[Stored items from a collection]
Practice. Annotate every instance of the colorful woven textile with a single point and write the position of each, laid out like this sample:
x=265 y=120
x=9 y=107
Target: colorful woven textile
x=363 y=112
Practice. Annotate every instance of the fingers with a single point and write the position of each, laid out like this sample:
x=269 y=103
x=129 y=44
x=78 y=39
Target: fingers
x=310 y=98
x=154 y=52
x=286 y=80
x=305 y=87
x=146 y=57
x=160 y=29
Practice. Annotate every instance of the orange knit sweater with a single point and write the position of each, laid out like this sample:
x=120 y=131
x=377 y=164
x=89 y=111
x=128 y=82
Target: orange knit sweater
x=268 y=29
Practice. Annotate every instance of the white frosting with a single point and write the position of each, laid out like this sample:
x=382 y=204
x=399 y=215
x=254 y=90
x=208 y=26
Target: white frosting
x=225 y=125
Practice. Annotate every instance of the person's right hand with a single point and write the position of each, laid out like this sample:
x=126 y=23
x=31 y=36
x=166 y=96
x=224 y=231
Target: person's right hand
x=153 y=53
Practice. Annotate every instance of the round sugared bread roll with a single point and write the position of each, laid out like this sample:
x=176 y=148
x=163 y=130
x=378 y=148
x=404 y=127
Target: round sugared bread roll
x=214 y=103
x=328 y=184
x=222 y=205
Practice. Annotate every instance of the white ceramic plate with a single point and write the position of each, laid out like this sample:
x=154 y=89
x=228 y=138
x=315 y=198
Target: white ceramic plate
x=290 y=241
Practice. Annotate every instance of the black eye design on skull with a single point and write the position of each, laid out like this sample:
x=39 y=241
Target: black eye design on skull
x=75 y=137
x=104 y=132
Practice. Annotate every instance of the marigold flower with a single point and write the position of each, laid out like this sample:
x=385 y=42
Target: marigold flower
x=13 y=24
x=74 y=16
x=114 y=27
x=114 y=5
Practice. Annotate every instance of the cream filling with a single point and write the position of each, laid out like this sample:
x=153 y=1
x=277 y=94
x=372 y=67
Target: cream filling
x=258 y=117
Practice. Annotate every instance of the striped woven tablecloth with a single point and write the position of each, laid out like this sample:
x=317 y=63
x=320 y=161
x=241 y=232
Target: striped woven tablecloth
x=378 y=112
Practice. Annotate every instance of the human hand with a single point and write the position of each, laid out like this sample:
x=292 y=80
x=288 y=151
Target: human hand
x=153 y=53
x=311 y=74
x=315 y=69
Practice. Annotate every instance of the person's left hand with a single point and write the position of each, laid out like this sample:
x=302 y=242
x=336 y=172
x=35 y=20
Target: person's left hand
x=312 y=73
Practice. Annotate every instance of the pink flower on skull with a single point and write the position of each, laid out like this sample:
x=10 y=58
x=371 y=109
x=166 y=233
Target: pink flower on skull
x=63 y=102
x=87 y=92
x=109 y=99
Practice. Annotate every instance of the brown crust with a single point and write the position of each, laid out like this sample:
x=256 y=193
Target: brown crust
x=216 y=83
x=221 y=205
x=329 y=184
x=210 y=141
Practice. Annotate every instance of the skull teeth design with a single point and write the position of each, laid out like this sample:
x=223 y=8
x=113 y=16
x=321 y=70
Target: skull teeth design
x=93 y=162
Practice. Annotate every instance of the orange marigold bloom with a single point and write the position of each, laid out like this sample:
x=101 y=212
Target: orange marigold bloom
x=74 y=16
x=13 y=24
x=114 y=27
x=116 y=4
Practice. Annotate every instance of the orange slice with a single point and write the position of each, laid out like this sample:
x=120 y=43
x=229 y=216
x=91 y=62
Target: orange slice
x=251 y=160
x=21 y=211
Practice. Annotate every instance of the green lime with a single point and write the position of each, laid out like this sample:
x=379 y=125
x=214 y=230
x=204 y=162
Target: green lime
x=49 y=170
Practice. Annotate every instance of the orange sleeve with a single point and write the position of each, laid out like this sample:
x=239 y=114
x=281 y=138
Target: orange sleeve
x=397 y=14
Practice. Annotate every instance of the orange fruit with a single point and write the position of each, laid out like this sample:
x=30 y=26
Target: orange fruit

_The task_
Please restate the data word for word, every record included.

_Result of the exercise_
Practice. Annotate every instance of the colorful woven textile with a single point and write the position of each, laid out like this sample:
x=265 y=120
x=9 y=107
Target: colorful woven textile
x=363 y=112
Practice. Annotate every instance of the fingers with a single point and write the position of each, laid out like this sample:
x=269 y=103
x=129 y=44
x=78 y=39
Target: fingers
x=310 y=98
x=154 y=52
x=286 y=80
x=305 y=87
x=146 y=57
x=160 y=29
Practice. Annotate every instance of the orange knit sweater with a single point and write the position of each, laid out like this sample:
x=120 y=131
x=377 y=164
x=89 y=111
x=128 y=82
Target: orange knit sweater
x=268 y=29
Practice. Annotate every instance of the white frosting with a single point and write the position of each, laid out like this sample:
x=382 y=204
x=399 y=215
x=254 y=90
x=208 y=26
Target: white frosting
x=225 y=125
Practice. Annotate every instance of the person's right hand with a single point and write the position of each, laid out like this sample:
x=126 y=23
x=31 y=36
x=166 y=96
x=224 y=231
Target: person's right hand
x=153 y=53
Practice. Annotate every instance of the round sugared bread roll with a single point and write the position of each, laid out like this sample:
x=176 y=148
x=163 y=130
x=378 y=148
x=404 y=127
Target: round sugared bread roll
x=214 y=103
x=328 y=184
x=222 y=205
Practice. Annotate every instance of the white ceramic plate with a single point and write the position of each, laid out like this sample:
x=154 y=89
x=228 y=138
x=315 y=198
Target: white ceramic plate
x=290 y=241
Practice. Annotate every instance of the black eye design on skull with a single point and write the position of each, laid out like this sample:
x=39 y=241
Target: black eye design on skull
x=75 y=137
x=104 y=132
Practice. Annotate every instance of the marigold flower with a single point and write the position of each, laid out like this sample:
x=385 y=42
Target: marigold flower
x=13 y=24
x=74 y=16
x=114 y=27
x=114 y=5
Practice. Annotate every instance of the cream filling with a single point and write the position of each, laid out like this sample:
x=153 y=1
x=277 y=94
x=372 y=67
Target: cream filling
x=258 y=117
Practice. Annotate every instance of the striped woven tablecloth with a single point and write the position of each, laid out like this sample:
x=317 y=63
x=320 y=161
x=241 y=232
Target: striped woven tablecloth
x=378 y=112
Practice. Annotate every instance of the human hand with a single point and write the position of each, laid out like this sample:
x=292 y=80
x=288 y=151
Target: human hand
x=153 y=53
x=311 y=74
x=315 y=69
Practice. Annotate every instance of the person's left hand with a single point and write the position of each, laid out like this sample:
x=302 y=242
x=336 y=172
x=35 y=20
Target: person's left hand
x=312 y=73
Practice. Annotate every instance of the pink flower on skull with a single point and write the position of each, laid out like this sample:
x=10 y=58
x=371 y=109
x=166 y=233
Target: pink flower on skull
x=63 y=102
x=87 y=92
x=109 y=99
Practice. Annotate every instance of the brown crust with a single point and write the position of each, laid out like this sample:
x=256 y=193
Target: brown crust
x=216 y=83
x=221 y=205
x=329 y=184
x=210 y=141
Practice. Annotate every instance of the skull teeth design with a single point and write the position of each, laid out like this sample:
x=223 y=8
x=113 y=16
x=321 y=70
Target: skull teeth design
x=93 y=162
Practice. Annotate every instance of the orange marigold bloom with a single point and write the position of each, laid out like this sample:
x=101 y=212
Target: orange marigold bloom
x=74 y=16
x=13 y=24
x=114 y=27
x=116 y=4
Practice. Annotate every instance of the orange slice with a single point and write the position of each, laid out like this sample:
x=120 y=43
x=229 y=216
x=91 y=62
Target: orange slice
x=251 y=160
x=21 y=211
Practice. Annotate every instance of the green lime with a single point and write the position of each, laid out like this sample:
x=379 y=125
x=214 y=230
x=204 y=162
Target: green lime
x=49 y=170
Practice. Annotate every instance of the orange sleeve with a single point and write the position of each, laid out like this sample:
x=239 y=114
x=281 y=138
Target: orange sleeve
x=397 y=14
Practice. Annotate every instance of the orange fruit with a single point and write the position of each, laid out like this sample:
x=30 y=26
Target: orange fruit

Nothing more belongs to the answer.